> **Work to be completed**
Reproduce the data exactly; no word may be added or dropped.

------ Extracted material

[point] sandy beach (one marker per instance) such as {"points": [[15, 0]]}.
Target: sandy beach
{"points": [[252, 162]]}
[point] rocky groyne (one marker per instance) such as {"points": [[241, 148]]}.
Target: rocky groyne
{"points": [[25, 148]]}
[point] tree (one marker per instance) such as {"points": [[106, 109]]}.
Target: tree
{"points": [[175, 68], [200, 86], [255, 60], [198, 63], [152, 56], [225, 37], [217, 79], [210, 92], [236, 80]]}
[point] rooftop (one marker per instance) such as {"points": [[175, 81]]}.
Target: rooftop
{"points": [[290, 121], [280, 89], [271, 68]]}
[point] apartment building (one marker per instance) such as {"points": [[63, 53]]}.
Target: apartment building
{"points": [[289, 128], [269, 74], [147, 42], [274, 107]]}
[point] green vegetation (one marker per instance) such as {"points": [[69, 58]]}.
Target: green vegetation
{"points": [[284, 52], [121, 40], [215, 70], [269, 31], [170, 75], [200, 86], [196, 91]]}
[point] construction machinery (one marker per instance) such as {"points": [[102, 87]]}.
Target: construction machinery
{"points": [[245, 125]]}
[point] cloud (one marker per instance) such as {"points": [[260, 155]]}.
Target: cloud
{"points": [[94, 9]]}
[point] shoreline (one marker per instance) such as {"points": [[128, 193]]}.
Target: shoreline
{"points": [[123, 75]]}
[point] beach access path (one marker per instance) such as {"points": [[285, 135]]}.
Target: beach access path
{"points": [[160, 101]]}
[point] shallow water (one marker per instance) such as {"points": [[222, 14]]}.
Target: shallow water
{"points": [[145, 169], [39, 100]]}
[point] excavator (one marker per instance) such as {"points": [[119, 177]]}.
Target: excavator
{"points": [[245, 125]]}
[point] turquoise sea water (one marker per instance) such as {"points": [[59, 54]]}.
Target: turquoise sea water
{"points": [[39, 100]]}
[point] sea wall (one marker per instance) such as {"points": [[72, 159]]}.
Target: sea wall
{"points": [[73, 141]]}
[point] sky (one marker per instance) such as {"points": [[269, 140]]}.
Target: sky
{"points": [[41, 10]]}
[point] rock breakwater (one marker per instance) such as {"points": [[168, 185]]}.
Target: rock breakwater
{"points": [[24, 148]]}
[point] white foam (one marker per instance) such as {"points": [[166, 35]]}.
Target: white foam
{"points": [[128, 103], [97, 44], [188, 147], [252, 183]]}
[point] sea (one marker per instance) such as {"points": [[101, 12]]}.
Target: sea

------------

> **Answer to the problem**
[point] sandy beach (one marker per instance) such as {"points": [[15, 0]]}.
Target: sandy beach
{"points": [[252, 162]]}
[point] rocky groyne (one marker per instance) such as {"points": [[241, 148]]}.
Target: rocky groyne
{"points": [[25, 148]]}
[point] tree (one marker per instance) such as {"points": [[106, 109]]}.
Target: tree
{"points": [[175, 68], [200, 86], [255, 60], [198, 63], [152, 56], [225, 37], [217, 79], [210, 92], [236, 80]]}
[point] rooftop (one marker per instance) such as {"points": [[175, 81]]}.
Target: rooftop
{"points": [[290, 121], [280, 89], [271, 68]]}
[point] apartment building (one marker per instance) such as {"points": [[63, 53]]}.
Target: apartment building
{"points": [[289, 128], [269, 74], [147, 42], [274, 107]]}
[point] green vegetation (one marker per instance) such as {"points": [[69, 58]]}.
Target: green vegetation
{"points": [[284, 52], [121, 40], [215, 70], [269, 31], [170, 75], [200, 86], [196, 91]]}
[point] construction machinery (one marker per instance) such as {"points": [[102, 87]]}.
Target: construction machinery
{"points": [[245, 125]]}
[point] cloud (one marker per instance) such as {"points": [[260, 155]]}.
Target: cloud
{"points": [[94, 9]]}
[point] shoreline (one marker per instance) such as {"points": [[128, 193]]}.
Target: shoreline
{"points": [[123, 75]]}
[point] beach access path (one marker per instance) such as {"points": [[285, 135]]}.
Target: beach access path
{"points": [[160, 101]]}
[point] shallow water (one marker per instance) such as {"points": [[222, 14]]}.
Target: shallow water
{"points": [[145, 169], [39, 100]]}
[point] excavator (one marker per instance) such as {"points": [[119, 177]]}.
Target: excavator
{"points": [[245, 125]]}
[point] turquoise sea water (one marker per instance) such as {"points": [[59, 54]]}.
Target: turquoise sea water
{"points": [[39, 100]]}
[point] sea wall (one marker per instance) such as {"points": [[72, 159]]}.
Target: sea wall
{"points": [[73, 141]]}
[point] sky (one marker per instance) such as {"points": [[269, 140]]}.
Target: sky
{"points": [[41, 10]]}
[point] rock breakwater (one marker per instance) such as {"points": [[168, 185]]}.
Target: rock breakwater
{"points": [[24, 148]]}
[point] white foam (one marker per instance) such as {"points": [[166, 35]]}.
Target: white foam
{"points": [[128, 103], [97, 44], [188, 147], [252, 183]]}
[point] sea (one marker per instance) such as {"points": [[101, 12]]}.
Target: sea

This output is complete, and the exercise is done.